Exercise material:

=== Begin Enclosure ===

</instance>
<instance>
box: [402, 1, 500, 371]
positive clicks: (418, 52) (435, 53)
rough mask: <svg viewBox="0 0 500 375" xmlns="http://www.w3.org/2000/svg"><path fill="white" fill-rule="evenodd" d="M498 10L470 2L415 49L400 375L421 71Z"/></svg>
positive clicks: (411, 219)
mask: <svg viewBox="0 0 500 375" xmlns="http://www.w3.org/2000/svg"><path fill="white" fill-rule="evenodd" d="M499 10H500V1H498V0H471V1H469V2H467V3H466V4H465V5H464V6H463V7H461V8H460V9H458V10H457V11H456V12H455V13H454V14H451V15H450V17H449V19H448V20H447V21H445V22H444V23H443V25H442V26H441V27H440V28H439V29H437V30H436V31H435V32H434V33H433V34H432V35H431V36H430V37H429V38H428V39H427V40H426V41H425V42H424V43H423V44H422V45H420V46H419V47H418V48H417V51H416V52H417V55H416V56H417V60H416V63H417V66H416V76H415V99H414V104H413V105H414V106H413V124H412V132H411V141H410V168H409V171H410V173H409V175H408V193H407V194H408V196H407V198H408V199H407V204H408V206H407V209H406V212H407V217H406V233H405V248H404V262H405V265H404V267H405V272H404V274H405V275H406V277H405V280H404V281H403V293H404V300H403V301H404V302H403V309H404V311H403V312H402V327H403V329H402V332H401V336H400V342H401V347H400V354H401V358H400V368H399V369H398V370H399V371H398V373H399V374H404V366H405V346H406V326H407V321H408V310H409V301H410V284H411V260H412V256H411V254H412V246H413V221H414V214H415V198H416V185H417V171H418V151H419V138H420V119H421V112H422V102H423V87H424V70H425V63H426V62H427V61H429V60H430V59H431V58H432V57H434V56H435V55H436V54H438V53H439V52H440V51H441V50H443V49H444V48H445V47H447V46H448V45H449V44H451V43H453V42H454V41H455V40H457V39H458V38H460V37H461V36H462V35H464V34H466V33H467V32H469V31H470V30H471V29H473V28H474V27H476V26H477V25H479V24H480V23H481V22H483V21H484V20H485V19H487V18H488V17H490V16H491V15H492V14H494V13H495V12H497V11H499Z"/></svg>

=== End Enclosure ===
=== Begin Enclosure ===

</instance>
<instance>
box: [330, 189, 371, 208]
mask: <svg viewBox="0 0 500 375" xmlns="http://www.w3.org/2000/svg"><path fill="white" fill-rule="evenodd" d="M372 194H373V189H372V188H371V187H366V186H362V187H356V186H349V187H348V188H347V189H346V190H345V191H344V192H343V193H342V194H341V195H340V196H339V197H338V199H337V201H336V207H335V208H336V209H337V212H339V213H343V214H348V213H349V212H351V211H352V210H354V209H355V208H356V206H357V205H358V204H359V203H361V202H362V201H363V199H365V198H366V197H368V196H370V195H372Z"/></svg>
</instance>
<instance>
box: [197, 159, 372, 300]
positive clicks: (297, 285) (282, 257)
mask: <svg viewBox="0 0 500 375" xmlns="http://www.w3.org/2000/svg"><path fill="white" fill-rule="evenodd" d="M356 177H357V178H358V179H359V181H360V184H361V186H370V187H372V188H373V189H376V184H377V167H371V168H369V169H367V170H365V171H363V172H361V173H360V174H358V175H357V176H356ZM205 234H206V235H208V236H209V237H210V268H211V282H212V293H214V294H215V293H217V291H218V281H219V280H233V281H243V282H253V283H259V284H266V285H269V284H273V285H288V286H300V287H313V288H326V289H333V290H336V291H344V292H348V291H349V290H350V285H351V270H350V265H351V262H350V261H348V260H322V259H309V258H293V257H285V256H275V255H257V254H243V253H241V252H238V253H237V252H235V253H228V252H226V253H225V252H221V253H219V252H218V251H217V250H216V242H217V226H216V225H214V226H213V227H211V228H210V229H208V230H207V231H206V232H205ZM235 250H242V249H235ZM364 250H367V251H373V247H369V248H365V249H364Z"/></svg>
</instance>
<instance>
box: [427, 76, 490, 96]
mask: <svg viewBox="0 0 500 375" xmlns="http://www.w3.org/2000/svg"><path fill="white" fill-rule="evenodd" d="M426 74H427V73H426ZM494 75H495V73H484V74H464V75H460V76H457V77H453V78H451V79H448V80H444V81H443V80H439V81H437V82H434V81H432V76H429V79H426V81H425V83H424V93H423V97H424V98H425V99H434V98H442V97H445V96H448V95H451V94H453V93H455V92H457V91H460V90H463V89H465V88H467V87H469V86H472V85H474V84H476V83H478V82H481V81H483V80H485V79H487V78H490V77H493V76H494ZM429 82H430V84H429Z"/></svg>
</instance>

=== End Enclosure ===
=== Begin Enclosure ===

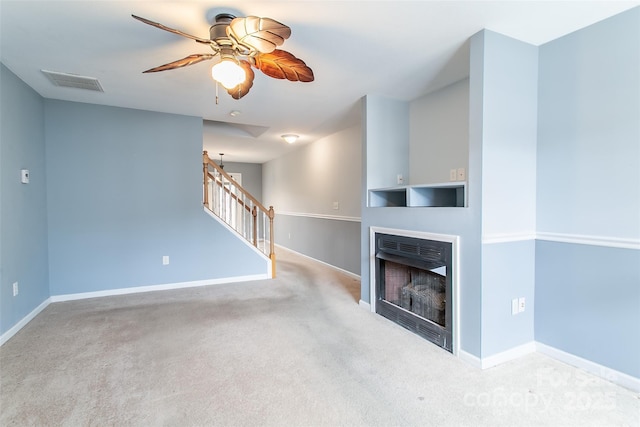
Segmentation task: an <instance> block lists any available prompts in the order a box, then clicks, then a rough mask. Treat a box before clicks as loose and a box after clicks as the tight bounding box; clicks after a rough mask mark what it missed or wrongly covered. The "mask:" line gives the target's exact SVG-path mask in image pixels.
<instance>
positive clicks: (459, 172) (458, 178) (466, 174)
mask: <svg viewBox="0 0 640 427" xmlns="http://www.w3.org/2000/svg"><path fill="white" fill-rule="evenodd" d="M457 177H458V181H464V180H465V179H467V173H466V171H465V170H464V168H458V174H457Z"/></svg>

=== End Enclosure ===

Please identify each line in the records above that contains the string "rough", and copy those lines out in full.

Answer to this problem:
rough mask: <svg viewBox="0 0 500 375" xmlns="http://www.w3.org/2000/svg"><path fill="white" fill-rule="evenodd" d="M498 10L470 2L415 49L400 375L421 71Z"/></svg>
Segmentation task: an <instance> block lists any available prompts in the order a box, then clicks, then a rough mask. Treat a box before clicks as loose and a box after clicks as the tight bounding box; clicks after a rough mask mark what it missed or wrongly covered. The "mask:" line gives the target's exact SVG-path mask in image pixels.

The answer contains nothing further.